The problem
Pick out every line in the rows below that contains the word "instance", and copy each of those lines in full.

A run of rows:
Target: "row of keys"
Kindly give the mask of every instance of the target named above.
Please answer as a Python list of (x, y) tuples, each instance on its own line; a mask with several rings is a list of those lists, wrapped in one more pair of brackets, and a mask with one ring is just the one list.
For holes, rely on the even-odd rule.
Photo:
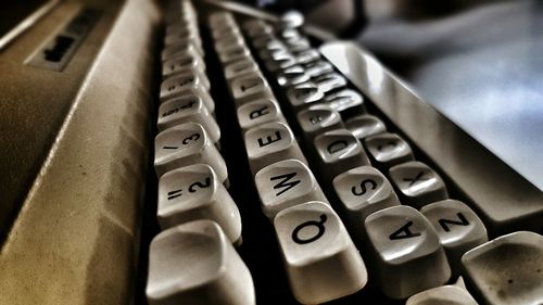
[(187, 0), (168, 12), (154, 156), (162, 232), (150, 246), (148, 302), (254, 304), (232, 246), (242, 241), (241, 218), (227, 190), (197, 13)]
[[(210, 28), (244, 132), (262, 208), (274, 224), (292, 293), (301, 303), (317, 304), (358, 291), (367, 282), (364, 260), (307, 167), (267, 80), (250, 54), (233, 61), (223, 55), (227, 52), (220, 48), (224, 39), (231, 41), (230, 48), (248, 49), (233, 16), (223, 12), (211, 15)], [(243, 68), (228, 75), (238, 66)]]
[[(349, 89), (343, 88), (341, 76), (327, 69), (296, 29), (279, 27), (279, 39), (276, 39), (277, 30), (269, 29), (262, 21), (249, 22), (245, 28), (264, 66), (277, 75), (277, 84), (287, 91), (287, 105), (301, 127), (306, 151), (316, 151), (315, 160), (325, 186), (332, 180), (340, 209), (346, 212), (349, 228), (355, 238), (371, 247), (370, 271), (388, 296), (405, 298), (444, 283), (450, 278), (451, 266), (453, 277), (465, 268), (473, 290), (489, 304), (542, 302), (543, 281), (541, 268), (536, 267), (543, 259), (541, 236), (517, 232), (485, 243), (487, 230), (479, 217), (464, 203), (447, 199), (443, 180), (429, 166), (414, 161), (409, 145), (400, 136), (387, 134), (384, 124), (375, 116), (350, 117), (353, 109), (363, 110), (356, 103), (353, 106), (353, 101), (361, 99), (353, 99), (352, 92), (345, 94)], [(323, 71), (315, 72), (315, 66)], [(342, 116), (348, 118), (344, 124)], [(338, 131), (345, 127), (361, 141), (371, 164), (388, 174), (393, 188), (377, 169), (353, 166), (366, 162), (363, 156), (344, 162), (353, 155), (349, 154), (351, 151), (357, 152), (361, 147), (350, 140), (346, 132)], [(329, 141), (326, 141), (327, 132), (333, 132), (328, 134)], [(327, 154), (336, 150), (341, 153), (339, 162)], [(327, 166), (327, 161), (333, 166)], [(349, 167), (349, 163), (352, 169), (337, 175)], [(399, 205), (399, 199), (420, 212)], [(508, 252), (517, 246), (527, 253)], [(494, 264), (502, 258), (507, 262)], [(526, 262), (520, 263), (522, 259)], [(520, 266), (522, 275), (513, 276)], [(417, 280), (413, 275), (417, 275)], [(512, 278), (498, 279), (503, 275)], [(518, 284), (519, 281), (522, 284)], [(407, 304), (438, 302), (477, 304), (466, 290), (456, 287), (420, 292)]]
[[(339, 198), (340, 204), (334, 207), (345, 215), (355, 240), (367, 244), (370, 271), (383, 293), (405, 298), (447, 282), (449, 262), (458, 270), (462, 254), (487, 241), (484, 226), (477, 215), (463, 203), (447, 200), (439, 175), (414, 161), (409, 145), (400, 136), (386, 132), (382, 122), (364, 112), (362, 97), (346, 88), (341, 75), (327, 68), (312, 71), (312, 75), (306, 73), (304, 65), (313, 68), (326, 64), (318, 52), (293, 34), (295, 29), (288, 33), (288, 39), (277, 39), (274, 30), (268, 30), (262, 22), (248, 22), (244, 28), (268, 73), (278, 75), (277, 84), (285, 88), (287, 106), (302, 131), (305, 151), (312, 156), (317, 176)], [(285, 36), (285, 29), (280, 30), (279, 36)], [(298, 39), (291, 40), (294, 36)], [(355, 115), (344, 123), (342, 116), (348, 112)], [(392, 185), (370, 164), (388, 173)], [(285, 191), (292, 188), (298, 181), (293, 173), (291, 176), (274, 173), (274, 177), (283, 179), (276, 187)], [(433, 221), (400, 202), (417, 208), (435, 202), (427, 205)], [(263, 205), (266, 206), (265, 198)], [(454, 217), (446, 214), (452, 211), (457, 212)], [(452, 242), (451, 237), (441, 238), (439, 225), (446, 232), (449, 226), (469, 229), (456, 232)], [(415, 274), (419, 278), (416, 281)]]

Worked answer
Kindly give the mask of every instance of the target named above.
Please answer as a Python list of (x, y) tuples, each instance on its own line; a mask with several rings is a list of those lists, wrapped in one more pair of brackets, and a mask with one ring is just the one list.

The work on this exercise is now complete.